§ Page text:
= Beginning of Section =

Rural residents who drink water from private wells are much more likely to have Parkinson’s disease, a finding that bolsters theories that farm pesticides may be partially to blame, according to a new California study.

Nearly one million people in the United States–one of every 300–have the incurable neurological disease. Beginning with a slight tremor, Parkinson’s often progresses to severe muscle control problems that leave patients struggling to walk and talk.

Over the past few years, a growing body of evidence has led experts to suspect that agricultural pesticides can attack developing brains, perhaps in the womb or infancy, leading to Parkinson’s disease later in life. Many insecticides widely used on farms are potent neurotoxins, and lab animals exposed to mixes of them develop Parkinson’s symptoms. In addition, several previous studies of farmers and rural residents have reported a link.

The new study of more than 700 people in California’s Central Valley found that those who likely consumed contaminated private well water had a higher rate of Parkinson’s.

= End of Section =

§ Data for review:

= Beginning of Section =

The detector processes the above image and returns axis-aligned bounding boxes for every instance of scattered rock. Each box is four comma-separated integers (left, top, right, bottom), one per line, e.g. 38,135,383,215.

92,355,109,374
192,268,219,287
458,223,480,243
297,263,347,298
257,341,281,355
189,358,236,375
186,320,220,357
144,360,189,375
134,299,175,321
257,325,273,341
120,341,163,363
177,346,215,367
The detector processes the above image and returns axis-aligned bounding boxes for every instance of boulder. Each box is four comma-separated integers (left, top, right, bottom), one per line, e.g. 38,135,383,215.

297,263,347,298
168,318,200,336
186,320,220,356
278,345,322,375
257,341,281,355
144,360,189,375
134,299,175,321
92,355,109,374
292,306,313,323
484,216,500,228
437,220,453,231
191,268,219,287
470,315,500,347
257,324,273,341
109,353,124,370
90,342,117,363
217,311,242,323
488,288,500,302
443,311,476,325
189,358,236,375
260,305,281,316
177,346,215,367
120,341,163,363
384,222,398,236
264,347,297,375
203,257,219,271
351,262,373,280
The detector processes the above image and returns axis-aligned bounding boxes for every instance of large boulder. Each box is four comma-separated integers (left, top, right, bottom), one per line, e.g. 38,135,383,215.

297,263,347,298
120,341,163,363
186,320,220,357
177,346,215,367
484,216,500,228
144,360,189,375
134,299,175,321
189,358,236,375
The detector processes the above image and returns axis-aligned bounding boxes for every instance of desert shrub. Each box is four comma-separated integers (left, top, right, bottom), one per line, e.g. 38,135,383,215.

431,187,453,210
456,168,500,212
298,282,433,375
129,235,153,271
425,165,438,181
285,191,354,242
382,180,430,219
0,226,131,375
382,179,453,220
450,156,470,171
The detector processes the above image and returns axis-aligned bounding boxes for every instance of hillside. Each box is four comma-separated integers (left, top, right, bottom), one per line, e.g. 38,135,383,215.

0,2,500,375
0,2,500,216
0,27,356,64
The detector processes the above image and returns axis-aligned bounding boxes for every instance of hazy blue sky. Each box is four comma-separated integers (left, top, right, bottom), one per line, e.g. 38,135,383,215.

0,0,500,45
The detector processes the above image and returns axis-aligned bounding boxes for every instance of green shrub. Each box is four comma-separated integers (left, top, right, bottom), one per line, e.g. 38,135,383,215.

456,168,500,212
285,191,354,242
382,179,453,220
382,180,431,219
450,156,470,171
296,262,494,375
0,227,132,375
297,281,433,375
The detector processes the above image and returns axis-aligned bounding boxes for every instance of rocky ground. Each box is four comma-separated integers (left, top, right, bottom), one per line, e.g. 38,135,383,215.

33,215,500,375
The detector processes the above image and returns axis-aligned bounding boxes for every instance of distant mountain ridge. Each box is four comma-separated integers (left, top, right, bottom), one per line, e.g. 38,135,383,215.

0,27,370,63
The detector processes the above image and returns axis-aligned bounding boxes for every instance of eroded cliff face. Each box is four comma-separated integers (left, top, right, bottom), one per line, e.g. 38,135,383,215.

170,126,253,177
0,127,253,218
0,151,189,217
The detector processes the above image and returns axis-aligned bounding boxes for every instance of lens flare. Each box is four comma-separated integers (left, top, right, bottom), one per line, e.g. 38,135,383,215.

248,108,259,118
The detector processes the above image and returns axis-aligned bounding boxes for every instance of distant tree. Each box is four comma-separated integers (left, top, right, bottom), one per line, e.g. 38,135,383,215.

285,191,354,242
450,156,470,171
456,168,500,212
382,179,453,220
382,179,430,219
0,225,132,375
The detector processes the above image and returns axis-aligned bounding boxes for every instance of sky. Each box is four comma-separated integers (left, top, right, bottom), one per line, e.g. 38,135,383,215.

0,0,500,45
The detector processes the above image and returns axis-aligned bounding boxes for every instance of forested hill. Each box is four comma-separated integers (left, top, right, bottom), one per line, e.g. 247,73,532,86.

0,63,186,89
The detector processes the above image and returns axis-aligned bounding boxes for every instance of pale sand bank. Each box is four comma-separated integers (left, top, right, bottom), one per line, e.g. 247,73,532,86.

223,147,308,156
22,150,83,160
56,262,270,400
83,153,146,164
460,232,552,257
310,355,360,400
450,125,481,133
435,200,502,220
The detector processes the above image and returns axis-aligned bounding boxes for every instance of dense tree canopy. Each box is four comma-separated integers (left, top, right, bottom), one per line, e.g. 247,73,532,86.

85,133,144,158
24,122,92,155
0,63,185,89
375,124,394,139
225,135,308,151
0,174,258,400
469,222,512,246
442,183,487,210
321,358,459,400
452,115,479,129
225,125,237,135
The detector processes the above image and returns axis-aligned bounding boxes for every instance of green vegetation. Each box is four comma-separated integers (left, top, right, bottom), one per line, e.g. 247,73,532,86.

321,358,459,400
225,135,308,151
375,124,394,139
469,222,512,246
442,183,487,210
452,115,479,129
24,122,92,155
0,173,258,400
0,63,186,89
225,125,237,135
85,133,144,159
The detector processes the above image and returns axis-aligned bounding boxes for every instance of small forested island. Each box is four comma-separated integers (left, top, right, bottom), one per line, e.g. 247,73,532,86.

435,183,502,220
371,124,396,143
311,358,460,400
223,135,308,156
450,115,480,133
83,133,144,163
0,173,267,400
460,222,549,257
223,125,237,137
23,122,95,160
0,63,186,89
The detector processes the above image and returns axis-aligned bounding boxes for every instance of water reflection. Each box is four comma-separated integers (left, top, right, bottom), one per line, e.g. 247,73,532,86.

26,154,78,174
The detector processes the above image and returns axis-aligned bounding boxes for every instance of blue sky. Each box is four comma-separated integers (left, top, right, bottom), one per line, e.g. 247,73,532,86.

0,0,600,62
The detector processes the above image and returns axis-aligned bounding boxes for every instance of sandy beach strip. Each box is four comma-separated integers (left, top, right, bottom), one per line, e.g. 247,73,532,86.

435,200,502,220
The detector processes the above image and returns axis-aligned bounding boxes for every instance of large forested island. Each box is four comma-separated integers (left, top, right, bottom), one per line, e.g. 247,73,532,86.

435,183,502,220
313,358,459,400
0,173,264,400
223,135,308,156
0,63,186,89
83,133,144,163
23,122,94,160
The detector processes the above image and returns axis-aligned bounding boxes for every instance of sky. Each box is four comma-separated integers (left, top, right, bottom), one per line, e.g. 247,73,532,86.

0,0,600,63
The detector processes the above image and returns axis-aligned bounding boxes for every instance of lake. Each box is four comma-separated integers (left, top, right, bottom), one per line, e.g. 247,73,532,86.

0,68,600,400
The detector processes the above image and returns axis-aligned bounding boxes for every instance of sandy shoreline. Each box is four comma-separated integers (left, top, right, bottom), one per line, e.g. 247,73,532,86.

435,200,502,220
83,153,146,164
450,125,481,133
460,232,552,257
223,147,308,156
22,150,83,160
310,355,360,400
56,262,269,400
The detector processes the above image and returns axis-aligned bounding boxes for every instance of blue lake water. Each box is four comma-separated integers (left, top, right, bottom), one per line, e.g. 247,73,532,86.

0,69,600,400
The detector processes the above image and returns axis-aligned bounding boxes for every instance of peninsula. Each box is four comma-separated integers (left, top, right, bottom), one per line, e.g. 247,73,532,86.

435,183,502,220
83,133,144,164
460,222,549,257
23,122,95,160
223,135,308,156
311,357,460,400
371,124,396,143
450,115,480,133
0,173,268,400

= End of Section =

§ What you are asked to do:
Echo the Parkinson's article word for word, everything from "Over the past" down to "rate of Parkinson’s.". The listing comes from a different source than the page text.

§ Output of the task:
Over the past few years, a growing body of evidence has led experts to suspect that agricultural pesticides can attack developing brains, perhaps in the womb or infancy, leading to Parkinson’s disease later in life. Many insecticides widely used on farms are potent neurotoxins, and lab animals exposed to mixes of them develop Parkinson’s symptoms. In addition, several previous studies of farmers and rural residents have reported a link.

The new study of more than 700 people in California’s Central Valley found that those who likely consumed contaminated private well water had a higher rate of Parkinson’s.